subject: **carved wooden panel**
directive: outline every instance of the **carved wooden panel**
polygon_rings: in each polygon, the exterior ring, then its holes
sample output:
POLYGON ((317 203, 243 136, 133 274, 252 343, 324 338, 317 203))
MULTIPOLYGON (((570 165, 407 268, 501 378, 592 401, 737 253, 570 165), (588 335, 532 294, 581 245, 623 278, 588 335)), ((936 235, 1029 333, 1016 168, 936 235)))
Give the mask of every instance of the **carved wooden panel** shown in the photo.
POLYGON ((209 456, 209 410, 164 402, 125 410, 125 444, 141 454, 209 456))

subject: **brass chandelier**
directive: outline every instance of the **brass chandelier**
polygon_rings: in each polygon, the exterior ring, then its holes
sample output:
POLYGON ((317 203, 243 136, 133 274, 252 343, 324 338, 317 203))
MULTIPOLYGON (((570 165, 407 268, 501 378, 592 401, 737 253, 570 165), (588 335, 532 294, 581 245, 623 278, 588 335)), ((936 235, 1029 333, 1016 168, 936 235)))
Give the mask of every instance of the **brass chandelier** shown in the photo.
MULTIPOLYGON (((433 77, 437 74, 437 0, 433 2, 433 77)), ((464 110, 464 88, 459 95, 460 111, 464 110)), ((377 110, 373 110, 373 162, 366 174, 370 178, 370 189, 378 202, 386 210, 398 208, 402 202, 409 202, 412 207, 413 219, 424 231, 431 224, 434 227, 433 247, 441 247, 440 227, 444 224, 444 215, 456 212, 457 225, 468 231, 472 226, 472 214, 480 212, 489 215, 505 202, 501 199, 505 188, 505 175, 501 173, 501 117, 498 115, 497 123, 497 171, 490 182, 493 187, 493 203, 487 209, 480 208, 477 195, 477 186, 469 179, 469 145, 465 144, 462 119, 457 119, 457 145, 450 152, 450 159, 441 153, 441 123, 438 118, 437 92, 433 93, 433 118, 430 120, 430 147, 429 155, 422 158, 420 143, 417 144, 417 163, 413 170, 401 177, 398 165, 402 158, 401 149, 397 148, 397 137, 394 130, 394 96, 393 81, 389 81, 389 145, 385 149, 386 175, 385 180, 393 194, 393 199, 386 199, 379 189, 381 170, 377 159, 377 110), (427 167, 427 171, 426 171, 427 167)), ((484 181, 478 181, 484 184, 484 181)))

☆ ☆ ☆

▸ Exercise requirements: Rewrite all of the records above with every occurrence of "photo" swapped for "image", leaving everything else unchanged.

▸ Finished task:
subject: **carved wooden panel**
directive: outline every instance of the **carved wooden panel**
polygon_rings: in each polygon, the exterior ring, then its holes
sample output:
POLYGON ((317 203, 243 136, 133 274, 252 343, 324 338, 317 203))
MULTIPOLYGON (((570 165, 407 268, 501 378, 592 401, 737 253, 570 165), (588 335, 532 294, 581 245, 623 278, 588 335)), ((936 235, 1029 333, 1016 168, 936 235)))
Give the mask of every instance of the **carved wooden panel** shown in the image.
POLYGON ((209 456, 209 410, 164 402, 125 410, 125 444, 141 454, 209 456))

subject: **brass chandelier**
directive: outline every instance of the **brass chandelier**
polygon_rings: in each polygon, the exterior ring, then its holes
sample output:
POLYGON ((317 203, 243 136, 133 274, 252 343, 324 338, 317 203))
MULTIPOLYGON (((570 165, 407 268, 501 378, 592 401, 737 253, 570 165), (588 335, 532 294, 581 245, 623 278, 588 335)), ((936 235, 1029 333, 1016 168, 936 235)))
Give the mask of every instance of the **brass chandelier** shown in the image.
MULTIPOLYGON (((433 77, 437 74, 437 0, 433 2, 433 77)), ((464 110, 464 88, 459 95, 460 111, 464 110)), ((377 110, 373 110, 373 162, 366 174, 370 178, 370 189, 378 202, 386 210, 398 208, 402 202, 409 202, 412 207, 413 219, 424 231, 431 224, 434 227, 433 247, 441 247, 440 227, 444 224, 444 215, 456 212, 457 225, 468 231, 472 226, 472 214, 480 212, 489 215, 505 202, 501 199, 505 188, 505 175, 501 173, 501 117, 498 115, 497 123, 497 171, 490 182, 493 187, 493 203, 487 209, 480 208, 477 195, 477 186, 469 179, 469 145, 465 144, 462 119, 457 119, 457 145, 450 152, 450 159, 441 153, 441 123, 438 118, 437 92, 433 93, 433 118, 430 120, 430 147, 429 155, 422 158, 420 143, 417 144, 417 163, 413 170, 401 177, 398 165, 402 158, 401 149, 397 148, 397 137, 394 130, 394 96, 393 81, 389 81, 389 145, 385 149, 386 175, 385 180, 393 194, 393 199, 386 199, 379 189, 381 170, 377 159, 377 110), (427 167, 427 171, 426 171, 427 167)), ((484 181, 478 181, 484 184, 484 181)))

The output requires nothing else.